:: SUPPLIED INFORMATION ::
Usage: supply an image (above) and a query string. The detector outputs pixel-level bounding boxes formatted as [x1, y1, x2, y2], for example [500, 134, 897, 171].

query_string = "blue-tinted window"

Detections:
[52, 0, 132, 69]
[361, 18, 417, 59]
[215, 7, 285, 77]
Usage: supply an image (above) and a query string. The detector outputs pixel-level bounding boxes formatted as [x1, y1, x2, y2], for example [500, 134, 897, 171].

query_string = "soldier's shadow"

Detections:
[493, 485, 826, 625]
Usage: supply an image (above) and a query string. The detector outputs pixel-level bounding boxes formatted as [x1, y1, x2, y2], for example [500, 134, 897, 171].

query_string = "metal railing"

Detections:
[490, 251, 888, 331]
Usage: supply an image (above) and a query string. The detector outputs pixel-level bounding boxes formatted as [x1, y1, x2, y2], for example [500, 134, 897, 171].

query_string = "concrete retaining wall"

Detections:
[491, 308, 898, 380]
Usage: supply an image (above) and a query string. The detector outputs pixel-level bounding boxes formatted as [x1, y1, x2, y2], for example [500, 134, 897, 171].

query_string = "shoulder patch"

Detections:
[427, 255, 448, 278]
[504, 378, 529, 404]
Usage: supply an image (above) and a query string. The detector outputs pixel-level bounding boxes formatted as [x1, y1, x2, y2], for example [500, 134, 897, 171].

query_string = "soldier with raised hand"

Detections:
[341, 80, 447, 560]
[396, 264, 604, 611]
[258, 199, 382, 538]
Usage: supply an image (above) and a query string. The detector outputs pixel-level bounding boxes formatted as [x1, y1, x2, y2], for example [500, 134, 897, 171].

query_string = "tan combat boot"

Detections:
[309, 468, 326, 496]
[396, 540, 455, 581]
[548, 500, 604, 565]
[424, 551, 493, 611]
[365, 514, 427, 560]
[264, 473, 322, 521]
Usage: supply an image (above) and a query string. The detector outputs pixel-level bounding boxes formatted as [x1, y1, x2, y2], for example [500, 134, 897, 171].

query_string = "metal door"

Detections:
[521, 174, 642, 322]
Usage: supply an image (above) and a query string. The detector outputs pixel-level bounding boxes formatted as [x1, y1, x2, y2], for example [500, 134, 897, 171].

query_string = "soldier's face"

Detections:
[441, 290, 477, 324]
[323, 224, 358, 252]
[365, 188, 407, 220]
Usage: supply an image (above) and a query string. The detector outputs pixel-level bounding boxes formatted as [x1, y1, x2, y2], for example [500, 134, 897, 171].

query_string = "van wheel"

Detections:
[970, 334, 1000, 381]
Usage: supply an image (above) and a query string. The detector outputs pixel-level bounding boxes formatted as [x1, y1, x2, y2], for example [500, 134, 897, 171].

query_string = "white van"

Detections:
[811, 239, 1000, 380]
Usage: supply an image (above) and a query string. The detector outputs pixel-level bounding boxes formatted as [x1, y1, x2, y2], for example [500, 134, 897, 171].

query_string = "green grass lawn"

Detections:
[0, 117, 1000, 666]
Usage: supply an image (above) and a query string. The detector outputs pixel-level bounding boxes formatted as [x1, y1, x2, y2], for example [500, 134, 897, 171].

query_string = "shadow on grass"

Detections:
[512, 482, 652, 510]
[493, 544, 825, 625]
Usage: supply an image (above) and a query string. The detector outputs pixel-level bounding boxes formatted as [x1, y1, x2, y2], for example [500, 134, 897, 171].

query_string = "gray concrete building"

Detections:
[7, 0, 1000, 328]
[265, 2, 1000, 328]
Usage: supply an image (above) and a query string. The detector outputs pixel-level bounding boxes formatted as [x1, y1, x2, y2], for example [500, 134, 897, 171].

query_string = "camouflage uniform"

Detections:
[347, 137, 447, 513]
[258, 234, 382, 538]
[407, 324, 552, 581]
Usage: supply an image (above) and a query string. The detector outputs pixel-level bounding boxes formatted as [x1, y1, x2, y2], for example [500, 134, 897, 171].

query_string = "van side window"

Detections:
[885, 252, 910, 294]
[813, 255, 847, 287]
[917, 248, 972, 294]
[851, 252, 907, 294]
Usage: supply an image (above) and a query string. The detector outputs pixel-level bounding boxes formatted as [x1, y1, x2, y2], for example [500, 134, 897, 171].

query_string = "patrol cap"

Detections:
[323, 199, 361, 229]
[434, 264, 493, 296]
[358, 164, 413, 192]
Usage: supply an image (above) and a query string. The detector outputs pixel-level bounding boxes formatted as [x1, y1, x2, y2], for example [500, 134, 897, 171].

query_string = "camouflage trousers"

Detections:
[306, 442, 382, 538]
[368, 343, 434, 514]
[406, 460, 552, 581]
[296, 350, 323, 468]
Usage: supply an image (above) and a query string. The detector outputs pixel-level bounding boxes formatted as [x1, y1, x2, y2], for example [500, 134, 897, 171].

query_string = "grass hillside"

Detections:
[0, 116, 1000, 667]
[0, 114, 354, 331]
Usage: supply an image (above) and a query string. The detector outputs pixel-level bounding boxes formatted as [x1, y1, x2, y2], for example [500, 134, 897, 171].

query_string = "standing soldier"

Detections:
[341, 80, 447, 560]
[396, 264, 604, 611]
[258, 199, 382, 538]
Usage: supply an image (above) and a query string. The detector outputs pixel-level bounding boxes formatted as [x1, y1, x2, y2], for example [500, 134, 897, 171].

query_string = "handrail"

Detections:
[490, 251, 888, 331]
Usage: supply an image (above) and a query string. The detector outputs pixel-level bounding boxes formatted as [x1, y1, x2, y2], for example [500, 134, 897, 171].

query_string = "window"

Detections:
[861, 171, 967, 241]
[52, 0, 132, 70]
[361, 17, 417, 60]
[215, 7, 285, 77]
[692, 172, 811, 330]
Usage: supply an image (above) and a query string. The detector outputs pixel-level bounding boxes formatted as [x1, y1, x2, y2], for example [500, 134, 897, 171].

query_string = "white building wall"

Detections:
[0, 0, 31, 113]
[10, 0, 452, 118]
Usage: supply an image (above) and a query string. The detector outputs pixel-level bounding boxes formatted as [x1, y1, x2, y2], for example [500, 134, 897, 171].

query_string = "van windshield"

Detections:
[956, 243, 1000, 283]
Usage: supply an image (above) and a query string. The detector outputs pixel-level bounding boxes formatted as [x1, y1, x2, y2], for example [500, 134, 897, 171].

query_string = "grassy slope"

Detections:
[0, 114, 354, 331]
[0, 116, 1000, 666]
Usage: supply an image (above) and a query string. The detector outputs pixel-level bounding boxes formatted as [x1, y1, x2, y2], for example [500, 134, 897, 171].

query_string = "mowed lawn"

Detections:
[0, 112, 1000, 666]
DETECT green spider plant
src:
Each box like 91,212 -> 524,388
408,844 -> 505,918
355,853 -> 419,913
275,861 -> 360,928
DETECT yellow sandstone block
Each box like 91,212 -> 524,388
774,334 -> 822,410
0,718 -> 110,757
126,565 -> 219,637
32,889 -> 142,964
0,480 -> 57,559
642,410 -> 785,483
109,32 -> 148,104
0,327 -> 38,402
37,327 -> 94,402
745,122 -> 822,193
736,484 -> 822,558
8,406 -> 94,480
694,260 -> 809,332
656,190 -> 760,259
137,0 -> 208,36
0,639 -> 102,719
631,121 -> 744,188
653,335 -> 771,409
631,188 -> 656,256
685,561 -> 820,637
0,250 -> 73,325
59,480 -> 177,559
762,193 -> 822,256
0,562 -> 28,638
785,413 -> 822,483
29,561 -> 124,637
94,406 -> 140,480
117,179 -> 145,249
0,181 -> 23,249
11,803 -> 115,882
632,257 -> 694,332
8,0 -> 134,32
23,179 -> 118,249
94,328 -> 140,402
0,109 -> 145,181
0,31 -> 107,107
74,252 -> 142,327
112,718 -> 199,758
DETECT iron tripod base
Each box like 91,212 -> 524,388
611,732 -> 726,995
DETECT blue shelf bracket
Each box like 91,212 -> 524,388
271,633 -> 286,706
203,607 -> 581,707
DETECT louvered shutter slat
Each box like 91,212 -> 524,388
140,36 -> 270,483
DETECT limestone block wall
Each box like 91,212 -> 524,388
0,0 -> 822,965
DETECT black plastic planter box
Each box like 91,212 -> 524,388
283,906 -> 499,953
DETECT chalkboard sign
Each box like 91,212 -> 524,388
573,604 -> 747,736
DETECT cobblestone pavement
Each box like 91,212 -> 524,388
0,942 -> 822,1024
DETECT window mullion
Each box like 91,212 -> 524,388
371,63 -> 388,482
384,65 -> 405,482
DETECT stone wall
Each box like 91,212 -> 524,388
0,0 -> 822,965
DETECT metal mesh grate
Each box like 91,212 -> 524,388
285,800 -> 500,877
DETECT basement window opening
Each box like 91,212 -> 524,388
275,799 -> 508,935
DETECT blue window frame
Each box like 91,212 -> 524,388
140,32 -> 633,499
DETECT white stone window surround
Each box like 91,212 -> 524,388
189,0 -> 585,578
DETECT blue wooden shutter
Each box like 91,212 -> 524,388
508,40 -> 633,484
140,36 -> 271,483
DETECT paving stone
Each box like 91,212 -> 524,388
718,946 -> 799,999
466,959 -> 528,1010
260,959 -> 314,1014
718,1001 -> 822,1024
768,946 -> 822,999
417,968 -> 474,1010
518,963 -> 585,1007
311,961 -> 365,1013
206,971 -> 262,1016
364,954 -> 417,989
:::
#### [CHALLENGE]
Rewrite only the lines starting at the one containing "DETECT blue window frame" and ending at the one containing "140,36 -> 271,483", swapping "blue" for "green" and leaving everything else unchanged.

#### [WRITTEN RESPONSE]
DETECT green window frame
Each box like 91,212 -> 524,388
140,32 -> 633,499
DETECT white stone window surround
Each box like 91,212 -> 524,388
189,0 -> 585,578
DETECT green wooden shutter
Each box like 91,212 -> 524,388
508,40 -> 633,484
140,36 -> 271,483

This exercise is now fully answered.